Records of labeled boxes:
---*---
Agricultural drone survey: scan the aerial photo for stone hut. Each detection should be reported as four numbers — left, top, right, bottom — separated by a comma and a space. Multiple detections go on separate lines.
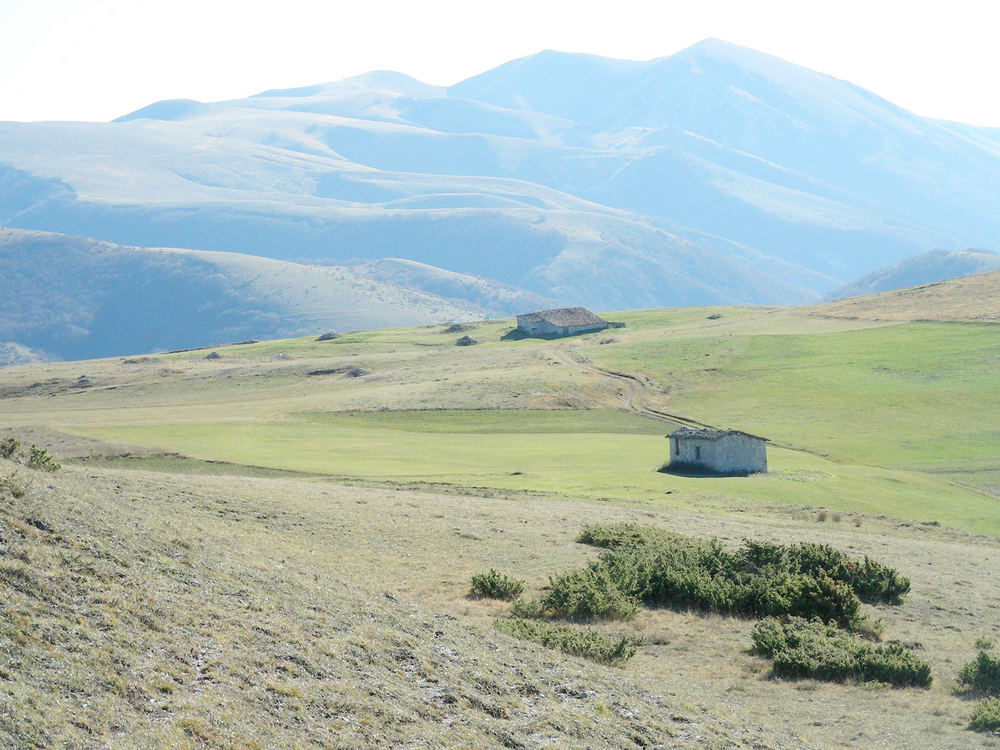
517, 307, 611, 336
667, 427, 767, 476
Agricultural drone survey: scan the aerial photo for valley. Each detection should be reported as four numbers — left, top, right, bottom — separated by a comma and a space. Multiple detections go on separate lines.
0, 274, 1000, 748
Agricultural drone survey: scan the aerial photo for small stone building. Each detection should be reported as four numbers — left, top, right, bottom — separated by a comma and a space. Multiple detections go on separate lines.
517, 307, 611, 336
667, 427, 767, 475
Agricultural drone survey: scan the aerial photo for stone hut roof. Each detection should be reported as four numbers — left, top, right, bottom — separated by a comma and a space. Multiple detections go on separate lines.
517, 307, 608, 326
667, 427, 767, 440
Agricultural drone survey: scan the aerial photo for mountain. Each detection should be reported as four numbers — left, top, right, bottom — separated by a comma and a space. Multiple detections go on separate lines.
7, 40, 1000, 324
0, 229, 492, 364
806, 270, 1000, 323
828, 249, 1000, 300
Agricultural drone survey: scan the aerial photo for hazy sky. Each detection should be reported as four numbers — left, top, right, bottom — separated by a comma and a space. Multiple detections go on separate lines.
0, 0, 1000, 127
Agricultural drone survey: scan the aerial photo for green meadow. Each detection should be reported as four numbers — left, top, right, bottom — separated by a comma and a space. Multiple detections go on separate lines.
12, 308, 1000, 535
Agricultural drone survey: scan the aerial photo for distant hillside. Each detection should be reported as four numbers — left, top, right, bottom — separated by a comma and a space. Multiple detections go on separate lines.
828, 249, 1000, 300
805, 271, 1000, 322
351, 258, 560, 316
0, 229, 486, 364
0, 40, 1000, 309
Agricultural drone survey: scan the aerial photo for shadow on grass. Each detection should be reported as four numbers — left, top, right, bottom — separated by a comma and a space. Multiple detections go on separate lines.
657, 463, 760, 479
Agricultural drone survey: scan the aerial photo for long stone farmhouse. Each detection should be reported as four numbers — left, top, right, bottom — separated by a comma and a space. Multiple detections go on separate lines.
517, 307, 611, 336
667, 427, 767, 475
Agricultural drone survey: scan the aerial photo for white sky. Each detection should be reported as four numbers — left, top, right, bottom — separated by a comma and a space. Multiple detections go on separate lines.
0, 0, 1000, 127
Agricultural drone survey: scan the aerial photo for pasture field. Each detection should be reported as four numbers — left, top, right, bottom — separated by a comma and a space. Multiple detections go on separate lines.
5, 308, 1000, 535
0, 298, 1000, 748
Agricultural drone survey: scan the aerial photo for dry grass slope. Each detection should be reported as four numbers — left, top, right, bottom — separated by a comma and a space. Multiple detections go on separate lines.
---*---
Aim »
Copy the lines of the material above word for word, starting at the line containing "Agricultural drone survey: scan the aerial photo for shadow" and ending at the line containing "657, 463, 760, 479", with both of those lines included.

Task solution »
Agricultural drone survey: scan the aerial photo for shadow on grass. Each detection should be reported as four numbers — left, top, right, bottom — separated by a comma and a space. Multiple detections go on separate lines.
657, 463, 760, 479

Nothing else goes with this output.